→ What needs to be done
Please format the lines below as a numbered list, leaving out any blank lines.

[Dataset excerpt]

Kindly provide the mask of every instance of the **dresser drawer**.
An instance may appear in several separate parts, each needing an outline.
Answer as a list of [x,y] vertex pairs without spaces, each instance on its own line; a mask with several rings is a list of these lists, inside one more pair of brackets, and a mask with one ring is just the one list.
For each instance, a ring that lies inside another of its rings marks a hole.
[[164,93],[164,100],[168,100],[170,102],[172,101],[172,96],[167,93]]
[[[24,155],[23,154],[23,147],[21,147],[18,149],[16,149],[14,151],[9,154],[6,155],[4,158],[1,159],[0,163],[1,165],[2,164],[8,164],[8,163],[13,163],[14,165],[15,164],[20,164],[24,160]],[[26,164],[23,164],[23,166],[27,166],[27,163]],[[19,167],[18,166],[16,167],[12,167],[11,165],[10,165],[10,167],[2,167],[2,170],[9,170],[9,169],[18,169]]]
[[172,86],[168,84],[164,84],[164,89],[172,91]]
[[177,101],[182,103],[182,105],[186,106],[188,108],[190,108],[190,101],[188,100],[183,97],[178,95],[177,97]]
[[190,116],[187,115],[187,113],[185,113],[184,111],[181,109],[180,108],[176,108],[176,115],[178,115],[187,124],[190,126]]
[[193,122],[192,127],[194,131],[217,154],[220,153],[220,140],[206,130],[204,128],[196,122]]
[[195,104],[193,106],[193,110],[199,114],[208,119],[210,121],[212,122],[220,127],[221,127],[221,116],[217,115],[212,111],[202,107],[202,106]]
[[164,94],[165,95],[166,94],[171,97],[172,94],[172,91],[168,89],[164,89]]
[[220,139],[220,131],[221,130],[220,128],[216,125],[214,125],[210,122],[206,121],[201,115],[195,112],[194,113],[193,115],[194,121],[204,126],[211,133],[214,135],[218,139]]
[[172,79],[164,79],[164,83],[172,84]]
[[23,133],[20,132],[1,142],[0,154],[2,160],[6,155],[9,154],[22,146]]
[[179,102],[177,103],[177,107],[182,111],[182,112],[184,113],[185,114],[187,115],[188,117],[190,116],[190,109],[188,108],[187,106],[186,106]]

→ Full output
1. Kindly provide the mask of every instance of the **dresser drawer**.
2. An instance may appear in several separate parts, each needing an outline.
3. Answer as a list of [x,y] vertex pairs without spaces, each instance on its own line; a mask with several rings is a list of these lists, inside one more pair of brackets, and a mask with one ring is just the one list.
4. For each instance, a ring that lies inside another of its rings marks a hole.
5. [[164,93],[164,100],[168,100],[170,102],[172,101],[172,96],[167,93]]
6. [[[24,155],[23,154],[23,147],[21,147],[18,149],[16,149],[14,151],[9,154],[6,155],[4,158],[1,159],[0,163],[1,165],[2,164],[8,164],[8,163],[13,163],[14,165],[15,164],[20,164],[24,160]],[[26,164],[23,164],[23,166],[27,166],[27,163]],[[19,167],[18,166],[16,167],[12,167],[11,165],[10,165],[10,167],[2,167],[2,170],[9,170],[9,169],[18,169]]]
7. [[172,86],[168,84],[164,84],[164,89],[172,91]]
8. [[177,101],[182,103],[182,105],[186,106],[188,108],[190,108],[190,101],[188,100],[183,97],[178,95],[177,97]]
9. [[190,116],[187,115],[187,113],[185,113],[184,111],[181,109],[180,108],[176,108],[176,115],[178,115],[187,124],[190,126]]
10. [[193,122],[192,127],[194,131],[217,154],[220,153],[220,140],[206,130],[204,128],[196,122]]
11. [[195,104],[193,106],[193,110],[199,114],[208,119],[210,121],[212,122],[220,127],[221,127],[221,116],[217,115],[212,111],[202,107],[202,106]]
12. [[164,94],[165,95],[166,94],[171,97],[172,94],[172,91],[168,89],[164,89]]
13. [[220,139],[220,131],[221,130],[220,128],[216,125],[214,125],[210,122],[206,121],[201,115],[195,112],[194,113],[193,115],[194,121],[204,126],[211,133],[214,135],[218,139]]
14. [[172,79],[164,79],[164,83],[172,84]]
15. [[23,133],[20,132],[1,142],[0,154],[2,160],[6,155],[9,154],[22,146]]
16. [[179,102],[177,103],[177,107],[182,111],[182,112],[184,113],[185,114],[187,115],[188,117],[190,116],[190,109],[188,108],[187,106],[186,106]]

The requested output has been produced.